The problem: Locate the line containing "Would you mind annotating the uniform", then please write out that line and all the lines below it in the entries exactly.
- - -
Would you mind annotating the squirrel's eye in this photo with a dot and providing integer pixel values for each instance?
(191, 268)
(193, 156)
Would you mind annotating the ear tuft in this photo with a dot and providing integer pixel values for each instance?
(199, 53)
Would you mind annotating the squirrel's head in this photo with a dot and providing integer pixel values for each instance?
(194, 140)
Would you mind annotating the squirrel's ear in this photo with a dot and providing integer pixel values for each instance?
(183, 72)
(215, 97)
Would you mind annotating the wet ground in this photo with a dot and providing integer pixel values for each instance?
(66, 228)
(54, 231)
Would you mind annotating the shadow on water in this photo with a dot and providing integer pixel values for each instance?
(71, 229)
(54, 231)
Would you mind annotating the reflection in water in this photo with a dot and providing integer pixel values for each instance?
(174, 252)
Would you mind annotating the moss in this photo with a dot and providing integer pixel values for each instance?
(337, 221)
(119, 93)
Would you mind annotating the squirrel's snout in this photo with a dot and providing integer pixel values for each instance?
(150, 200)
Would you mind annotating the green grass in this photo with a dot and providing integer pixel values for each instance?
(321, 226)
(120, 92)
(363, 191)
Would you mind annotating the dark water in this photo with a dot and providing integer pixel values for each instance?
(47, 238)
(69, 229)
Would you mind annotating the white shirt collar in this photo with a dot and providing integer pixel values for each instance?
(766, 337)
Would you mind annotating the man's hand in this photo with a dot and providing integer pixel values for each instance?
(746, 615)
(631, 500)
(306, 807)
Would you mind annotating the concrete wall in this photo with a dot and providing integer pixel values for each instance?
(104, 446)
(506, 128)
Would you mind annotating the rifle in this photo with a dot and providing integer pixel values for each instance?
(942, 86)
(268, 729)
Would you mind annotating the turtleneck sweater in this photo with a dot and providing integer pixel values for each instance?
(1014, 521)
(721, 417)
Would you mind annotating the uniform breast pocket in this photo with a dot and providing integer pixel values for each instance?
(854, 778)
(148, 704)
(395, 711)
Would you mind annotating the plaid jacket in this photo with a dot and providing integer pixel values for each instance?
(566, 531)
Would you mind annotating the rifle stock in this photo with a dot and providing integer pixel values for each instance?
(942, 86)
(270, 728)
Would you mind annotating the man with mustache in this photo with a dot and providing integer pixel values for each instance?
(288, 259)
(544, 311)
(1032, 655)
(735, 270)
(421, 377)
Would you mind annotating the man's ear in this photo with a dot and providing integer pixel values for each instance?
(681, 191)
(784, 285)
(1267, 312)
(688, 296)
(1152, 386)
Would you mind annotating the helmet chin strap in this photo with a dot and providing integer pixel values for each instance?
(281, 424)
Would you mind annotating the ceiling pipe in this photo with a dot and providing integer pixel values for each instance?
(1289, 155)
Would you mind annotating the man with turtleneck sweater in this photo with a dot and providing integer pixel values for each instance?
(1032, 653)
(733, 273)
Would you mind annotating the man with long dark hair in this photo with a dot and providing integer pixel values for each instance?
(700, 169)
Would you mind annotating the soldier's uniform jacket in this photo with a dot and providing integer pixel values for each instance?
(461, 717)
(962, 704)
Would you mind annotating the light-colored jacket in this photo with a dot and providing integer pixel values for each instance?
- - -
Output:
Would you mind annotating the uniform breast pocket in this photo with a dot and providing integer pixel values for each instance?
(854, 778)
(148, 704)
(395, 711)
Would you mind annotating the plaid jacket in this photo with a dot and providing integer pixel values for each instance?
(566, 531)
Would you mind annotating the rifle stock in this photo with a dot and providing integer pixel values for each instance?
(942, 86)
(270, 728)
Would you mind annotating the man with mustache in this photo with a dot and providing integer pixel values for each instance?
(288, 259)
(544, 311)
(1032, 655)
(735, 270)
(421, 377)
Would you mind annotating the man's ear in this photo with a dot and providing integer pixel values for each instance?
(681, 191)
(784, 285)
(1267, 312)
(688, 296)
(1152, 386)
Would you mind annotating the helmet chin strap in this photo with a dot and providing integer pixel values for each instance?
(281, 424)
Would you mind annotating the ceiling pipe in this photo with a dot and providing integer pixel values for each instance?
(1289, 155)
Would you mind annotating the man with turtleneck sweater in this photo with a dot and providing integer pixel values for each instance?
(1032, 653)
(733, 273)
Would you mind annotating the man with long dark hair in this photo with a dot and providing integer pixel values for each instance?
(700, 169)
Would you mind annotating the soldier's uniform jacket in this photo with a dot and providing integer pixel values for each instance?
(461, 717)
(962, 704)
Would you mind annotating the light-colored jacket in this photo with a dot and providing integer pixel values for each instance?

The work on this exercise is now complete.